# PCA (Principal Component Analysis) via EVD and SVD

*This notebook is inspired by 2 articles: [svd in pca](https://towardsdatascience.com/svd-in-machine-learning-pca-f25cf9b837ae) and [pca tutorial](https://towardsdatascience.com/principal-component-analysis-your-tutorial-and-code-9719d3d3f376)* 

This notebook aimes at getting an intuition for how **Principal Component Analysis** algorithm, used for Dimension Reduction, can be implmented via `EVD` (Eigenvalue Decomposition) and `SVD` (Singular Value Decomponsition) and why `SVD` implmentation is better.

### Principal Component Analysis
*Intuitively*, **PCA** is a transformation procedure that converts a data matrix with possibly correlated features into a set of linearly uncorrelated variables called principal components.  
Each **principal component** is a linear combination of the original features: `PCᵢ = Xϕᵢ`   
where PCᵢ stands for the i-th principal component.  It accounts for the largest possible variance while being orthogonal to the preceding components:  
`if i≠ j, PCᵢ ⋅ PCⱼ = 0`

Given a feature matrix **X** of shape `n × p` that is **centered**, i.e. column means have been subtracted and are now equal to zero, typical use cases of PCA include:
- **Dimensionality reduction**: find a lower-dimensional approximation of X of shape `n × **k**` (where **k** is much smaller than p) while *maintaining most of the variances*, as a preprocessing step for classification or visualization.
- **Feature engineering**: create a new representation of X with `p` linearly uncorrelated features.
- **Unsupervised learning**: extract `k` **principal components** (where k is often much smaller than p). Understand the dataset by looking at how are the original features contributing to these factors.  
Conceptually, it’s important to keep in mind that PCA is an approach of *multivariate data analysis* and both `EVD` and `SVD` are numerical methods.

### 1. PCA through EVD (Eigenvalue Value Decomposition)
From a high-level view PCA has three main steps:
- (1) Compute the **covariance matrix** of the data
- (2) Compute the **eigen values and vectors** of this covariance matrix
- (3) Use the eigen values and vectors to **select only the most important feature vectors** and then transform your data onto those vectors for reduced dimensionality!

■ **Set task 1**:
Answer these questions from the PCA notebook:
(a) What kind of methods does it call EVD and SVD?
(b) What shape does it give the centered feature matrix X?
(c) What is the first of the three main steps of PCA through EVD?
The listing that follows has no connection to the PCA notebook.

Coordinate annotation entries:
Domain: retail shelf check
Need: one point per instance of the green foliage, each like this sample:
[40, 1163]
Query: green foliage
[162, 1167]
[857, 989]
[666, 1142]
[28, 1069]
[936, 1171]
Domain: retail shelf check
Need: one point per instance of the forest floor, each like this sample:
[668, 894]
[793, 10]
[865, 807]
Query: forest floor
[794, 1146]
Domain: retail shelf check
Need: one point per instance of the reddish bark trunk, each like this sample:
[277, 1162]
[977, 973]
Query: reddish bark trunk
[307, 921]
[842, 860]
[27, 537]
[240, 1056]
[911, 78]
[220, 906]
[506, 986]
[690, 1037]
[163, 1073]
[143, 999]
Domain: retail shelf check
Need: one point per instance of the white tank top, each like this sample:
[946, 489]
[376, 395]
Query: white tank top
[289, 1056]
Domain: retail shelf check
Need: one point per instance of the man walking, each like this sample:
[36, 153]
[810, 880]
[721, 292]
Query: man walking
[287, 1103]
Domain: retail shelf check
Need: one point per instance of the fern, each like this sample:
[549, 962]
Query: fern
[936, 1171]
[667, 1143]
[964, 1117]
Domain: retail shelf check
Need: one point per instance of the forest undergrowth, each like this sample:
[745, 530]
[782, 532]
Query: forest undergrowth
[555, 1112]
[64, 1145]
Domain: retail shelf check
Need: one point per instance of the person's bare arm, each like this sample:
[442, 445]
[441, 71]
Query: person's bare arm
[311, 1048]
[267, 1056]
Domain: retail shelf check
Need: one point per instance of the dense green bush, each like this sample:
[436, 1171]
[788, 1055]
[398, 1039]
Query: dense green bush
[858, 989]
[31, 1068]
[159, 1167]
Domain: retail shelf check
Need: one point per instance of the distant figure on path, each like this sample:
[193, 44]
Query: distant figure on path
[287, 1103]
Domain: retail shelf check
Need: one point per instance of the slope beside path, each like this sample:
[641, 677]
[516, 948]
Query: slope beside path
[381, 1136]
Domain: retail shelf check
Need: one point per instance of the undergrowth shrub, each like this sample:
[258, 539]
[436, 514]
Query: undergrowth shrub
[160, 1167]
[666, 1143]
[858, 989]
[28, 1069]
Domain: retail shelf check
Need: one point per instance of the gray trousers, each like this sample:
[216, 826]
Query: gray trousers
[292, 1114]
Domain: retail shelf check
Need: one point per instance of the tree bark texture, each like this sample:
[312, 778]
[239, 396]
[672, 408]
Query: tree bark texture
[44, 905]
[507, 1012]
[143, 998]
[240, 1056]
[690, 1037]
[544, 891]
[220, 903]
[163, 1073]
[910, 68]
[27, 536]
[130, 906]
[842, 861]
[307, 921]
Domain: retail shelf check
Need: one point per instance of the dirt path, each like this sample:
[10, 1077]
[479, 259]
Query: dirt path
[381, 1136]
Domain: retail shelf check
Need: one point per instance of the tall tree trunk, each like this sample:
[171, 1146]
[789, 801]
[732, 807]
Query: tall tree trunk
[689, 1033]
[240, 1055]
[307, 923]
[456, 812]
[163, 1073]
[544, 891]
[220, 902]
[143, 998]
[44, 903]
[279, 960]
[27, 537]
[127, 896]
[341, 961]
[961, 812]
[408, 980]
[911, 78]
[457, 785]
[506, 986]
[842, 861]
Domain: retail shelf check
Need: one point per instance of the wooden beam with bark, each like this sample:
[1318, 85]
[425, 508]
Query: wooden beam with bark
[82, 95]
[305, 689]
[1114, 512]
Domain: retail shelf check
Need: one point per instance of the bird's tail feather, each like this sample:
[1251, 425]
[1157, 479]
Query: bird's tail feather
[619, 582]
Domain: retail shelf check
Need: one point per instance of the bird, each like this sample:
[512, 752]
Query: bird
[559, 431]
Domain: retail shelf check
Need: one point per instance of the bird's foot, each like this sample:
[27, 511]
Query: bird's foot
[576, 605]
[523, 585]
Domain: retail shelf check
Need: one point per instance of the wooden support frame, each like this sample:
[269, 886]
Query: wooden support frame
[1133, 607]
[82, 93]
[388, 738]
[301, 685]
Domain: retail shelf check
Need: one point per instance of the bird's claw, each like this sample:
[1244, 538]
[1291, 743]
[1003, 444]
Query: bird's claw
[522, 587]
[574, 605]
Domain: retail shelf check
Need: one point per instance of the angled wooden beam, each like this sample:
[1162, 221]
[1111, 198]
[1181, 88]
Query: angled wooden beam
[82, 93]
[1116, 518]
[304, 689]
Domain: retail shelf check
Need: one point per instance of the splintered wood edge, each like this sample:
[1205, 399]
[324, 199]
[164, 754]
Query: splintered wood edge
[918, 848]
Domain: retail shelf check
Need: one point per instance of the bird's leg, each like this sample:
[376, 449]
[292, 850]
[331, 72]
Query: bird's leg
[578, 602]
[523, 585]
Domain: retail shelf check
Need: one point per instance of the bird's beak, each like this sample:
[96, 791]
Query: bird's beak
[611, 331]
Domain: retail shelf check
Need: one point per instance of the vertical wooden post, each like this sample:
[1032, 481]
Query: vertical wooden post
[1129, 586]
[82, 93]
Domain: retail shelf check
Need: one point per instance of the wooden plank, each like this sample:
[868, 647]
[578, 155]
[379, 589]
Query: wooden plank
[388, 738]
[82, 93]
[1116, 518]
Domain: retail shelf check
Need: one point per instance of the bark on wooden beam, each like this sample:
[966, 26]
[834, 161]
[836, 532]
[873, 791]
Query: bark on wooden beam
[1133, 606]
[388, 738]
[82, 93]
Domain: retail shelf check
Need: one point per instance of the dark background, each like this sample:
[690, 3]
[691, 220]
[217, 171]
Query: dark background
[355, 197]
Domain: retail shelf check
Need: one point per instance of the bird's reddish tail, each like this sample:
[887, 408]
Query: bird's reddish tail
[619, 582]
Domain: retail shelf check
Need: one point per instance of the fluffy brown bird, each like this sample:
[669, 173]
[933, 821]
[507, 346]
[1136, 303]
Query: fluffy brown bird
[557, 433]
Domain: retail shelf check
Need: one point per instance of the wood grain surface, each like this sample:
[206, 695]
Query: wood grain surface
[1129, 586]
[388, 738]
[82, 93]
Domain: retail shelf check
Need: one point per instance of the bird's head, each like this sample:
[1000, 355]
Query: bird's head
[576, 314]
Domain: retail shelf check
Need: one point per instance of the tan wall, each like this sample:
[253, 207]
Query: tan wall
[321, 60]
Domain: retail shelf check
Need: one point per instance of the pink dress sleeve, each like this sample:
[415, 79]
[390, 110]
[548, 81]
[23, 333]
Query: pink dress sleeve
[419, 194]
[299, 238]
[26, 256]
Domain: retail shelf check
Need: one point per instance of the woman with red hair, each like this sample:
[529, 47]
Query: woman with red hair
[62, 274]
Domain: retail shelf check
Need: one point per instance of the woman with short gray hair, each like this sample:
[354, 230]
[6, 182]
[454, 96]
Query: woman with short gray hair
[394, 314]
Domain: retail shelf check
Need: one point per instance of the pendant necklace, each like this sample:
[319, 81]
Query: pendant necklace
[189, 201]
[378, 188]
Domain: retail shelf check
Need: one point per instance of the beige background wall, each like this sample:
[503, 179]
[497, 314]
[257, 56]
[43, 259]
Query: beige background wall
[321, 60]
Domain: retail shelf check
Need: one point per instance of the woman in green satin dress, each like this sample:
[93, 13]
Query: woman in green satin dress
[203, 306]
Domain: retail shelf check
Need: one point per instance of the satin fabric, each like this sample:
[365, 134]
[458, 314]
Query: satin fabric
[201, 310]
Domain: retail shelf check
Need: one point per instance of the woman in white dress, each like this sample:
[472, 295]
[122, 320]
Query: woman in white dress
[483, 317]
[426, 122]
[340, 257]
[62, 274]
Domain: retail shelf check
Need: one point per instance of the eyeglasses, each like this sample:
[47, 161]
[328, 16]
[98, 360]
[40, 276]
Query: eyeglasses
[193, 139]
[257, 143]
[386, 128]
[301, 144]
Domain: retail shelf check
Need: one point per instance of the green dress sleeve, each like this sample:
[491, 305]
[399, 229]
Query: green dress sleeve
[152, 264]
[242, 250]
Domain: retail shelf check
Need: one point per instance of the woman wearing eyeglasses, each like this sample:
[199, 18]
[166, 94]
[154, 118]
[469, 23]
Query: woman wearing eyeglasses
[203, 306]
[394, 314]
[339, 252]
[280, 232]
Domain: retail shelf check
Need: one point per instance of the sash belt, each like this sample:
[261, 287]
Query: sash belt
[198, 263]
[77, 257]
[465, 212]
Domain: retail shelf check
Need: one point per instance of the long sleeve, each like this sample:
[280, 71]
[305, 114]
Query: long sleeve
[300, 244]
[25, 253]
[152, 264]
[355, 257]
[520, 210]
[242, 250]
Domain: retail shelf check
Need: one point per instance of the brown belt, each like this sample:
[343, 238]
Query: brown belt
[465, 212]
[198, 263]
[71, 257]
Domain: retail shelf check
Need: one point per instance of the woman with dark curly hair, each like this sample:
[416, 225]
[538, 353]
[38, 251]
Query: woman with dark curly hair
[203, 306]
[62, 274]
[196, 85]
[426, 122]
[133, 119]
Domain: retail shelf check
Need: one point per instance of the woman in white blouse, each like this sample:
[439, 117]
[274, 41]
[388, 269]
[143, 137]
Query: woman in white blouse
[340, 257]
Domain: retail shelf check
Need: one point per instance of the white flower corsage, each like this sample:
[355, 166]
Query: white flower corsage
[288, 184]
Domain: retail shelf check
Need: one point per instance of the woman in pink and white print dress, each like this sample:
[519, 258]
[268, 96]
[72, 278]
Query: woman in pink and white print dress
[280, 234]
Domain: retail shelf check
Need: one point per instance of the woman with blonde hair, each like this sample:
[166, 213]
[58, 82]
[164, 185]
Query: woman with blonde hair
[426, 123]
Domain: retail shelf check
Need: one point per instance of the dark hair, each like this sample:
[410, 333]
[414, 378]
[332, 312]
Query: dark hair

■ **Set task 2**:
Copy the part of the listing that opens with its first line and closes with the line containing "[794, 1146]", both lines included.

■ **Exercise result 1**:
(a) Numerical methods.
(b) n × p.
(c) Compute the covariance matrix of the data.

■ **Exercise result 2**:
Domain: retail shelf check
Need: one point per instance of the green foliage, each like this sample:
[40, 1163]
Query: green foliage
[162, 1167]
[857, 989]
[666, 1142]
[28, 1069]
[936, 1171]
Domain: retail shelf check
Need: one point per instance of the forest floor, each like this sample:
[668, 894]
[793, 10]
[865, 807]
Query: forest floor
[794, 1146]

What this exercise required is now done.